(Beginning of TEXT SECTION)
In the middle of a pandemic, launching a new business can be a challenging feat. When looking for styles, the virus has changed the way many fashion businesses operate. Black women-owned businesses in particular are being affected by these changes — but the shopping must go on. Here's how three Black women-owned businesses bonded together to help further their success and launch during a pandemic.
Stylez By S.H.E.
Brittany Gross started her business Stylez by S.H.E. two years ago with her best friend Victoria McDonald. The duo met through a drill team called the Mid Missouri High Steppers in junior high. Now, they both share a love for selling sunglasses on their website stylezbyshe.com.
“I wanted someone who I was still very close with but can also branch our business just out of Columbia which is why I chose to bring her on and make her my business sister,” Gross says.
Stylez by S.H.E. sells unisex sunglasses and frames for all ages. The name S.H.E., formed after Gross’ daughter was being bullied in middle school, stands for strengthened, heroic and empowered.
“We originally thought to uplift other Black women,” McDonald said, “Especially because usually the Black woman sets the foundation of things.”
Gross and McDonald just relaunched their website in conjunction with an event they hosted called “Black Women Work.” The event had Black women-owned businesses on display with a market of about 13 Black female vendors.
Because of the COVID-19 pandemic, the event had socially distant booths with hand sanitizer at each station. Gross and McDonald weren’t able to let customers try on the glasses and had to limit their in-person deliveries.
“You got to look and imagine,” McDonald says. “We are trying to practice social distance as much as possible. The pandemic hasn’t affected us too much, which is a blessing. It just made us want to grind harder.”
(End of TEXT SECTION)
Return the portion of the article on Black women-owned businesses starting at "Stylez by S.H.E. sells" and ending at "Black female vendors.", copied verbatim.
(Beginning of RECORDS SHOWN)
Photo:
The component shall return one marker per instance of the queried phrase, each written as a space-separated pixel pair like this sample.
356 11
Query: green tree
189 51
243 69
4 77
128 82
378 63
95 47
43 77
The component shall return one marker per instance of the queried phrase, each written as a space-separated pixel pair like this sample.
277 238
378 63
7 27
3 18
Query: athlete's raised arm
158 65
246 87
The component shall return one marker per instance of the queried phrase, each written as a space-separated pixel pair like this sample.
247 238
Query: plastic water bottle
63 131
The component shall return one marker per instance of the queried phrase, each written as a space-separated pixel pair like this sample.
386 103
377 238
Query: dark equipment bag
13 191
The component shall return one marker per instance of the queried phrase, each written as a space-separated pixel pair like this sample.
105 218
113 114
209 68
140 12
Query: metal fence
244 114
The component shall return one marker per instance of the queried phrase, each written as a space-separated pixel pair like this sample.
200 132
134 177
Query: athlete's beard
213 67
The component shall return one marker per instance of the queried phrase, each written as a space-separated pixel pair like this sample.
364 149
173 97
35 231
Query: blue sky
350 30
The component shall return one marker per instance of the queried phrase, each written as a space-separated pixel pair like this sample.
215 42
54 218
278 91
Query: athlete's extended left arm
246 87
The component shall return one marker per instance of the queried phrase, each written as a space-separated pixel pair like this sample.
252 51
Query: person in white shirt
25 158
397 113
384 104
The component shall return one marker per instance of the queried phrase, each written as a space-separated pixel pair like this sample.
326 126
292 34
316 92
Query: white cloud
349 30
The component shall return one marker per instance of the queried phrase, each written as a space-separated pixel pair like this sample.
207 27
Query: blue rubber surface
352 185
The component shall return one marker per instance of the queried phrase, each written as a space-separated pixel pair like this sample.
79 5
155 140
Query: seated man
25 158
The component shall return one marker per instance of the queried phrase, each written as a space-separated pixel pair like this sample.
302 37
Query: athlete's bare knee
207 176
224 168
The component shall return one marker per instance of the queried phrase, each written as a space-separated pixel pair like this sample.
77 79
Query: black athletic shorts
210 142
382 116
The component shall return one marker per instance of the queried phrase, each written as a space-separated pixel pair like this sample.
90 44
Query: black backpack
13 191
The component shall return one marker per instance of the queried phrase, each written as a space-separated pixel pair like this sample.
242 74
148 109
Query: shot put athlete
(End of RECORDS SHOWN)
◆ TASK RESPONSE
Stylez by S.H.E. sells unisex sunglasses and frames for all ages. The name S.H.E., formed after Gross’ daughter was being bullied in middle school, stands for strengthened, heroic and empowered.
“We originally thought to uplift other Black women,” McDonald said, “Especially because usually the Black woman sets the foundation of things.”
Gross and McDonald just relaunched their website in conjunction with an event they hosted called “Black Women Work.” The event had Black women-owned businesses on display with a market of about 13 Black female vendors.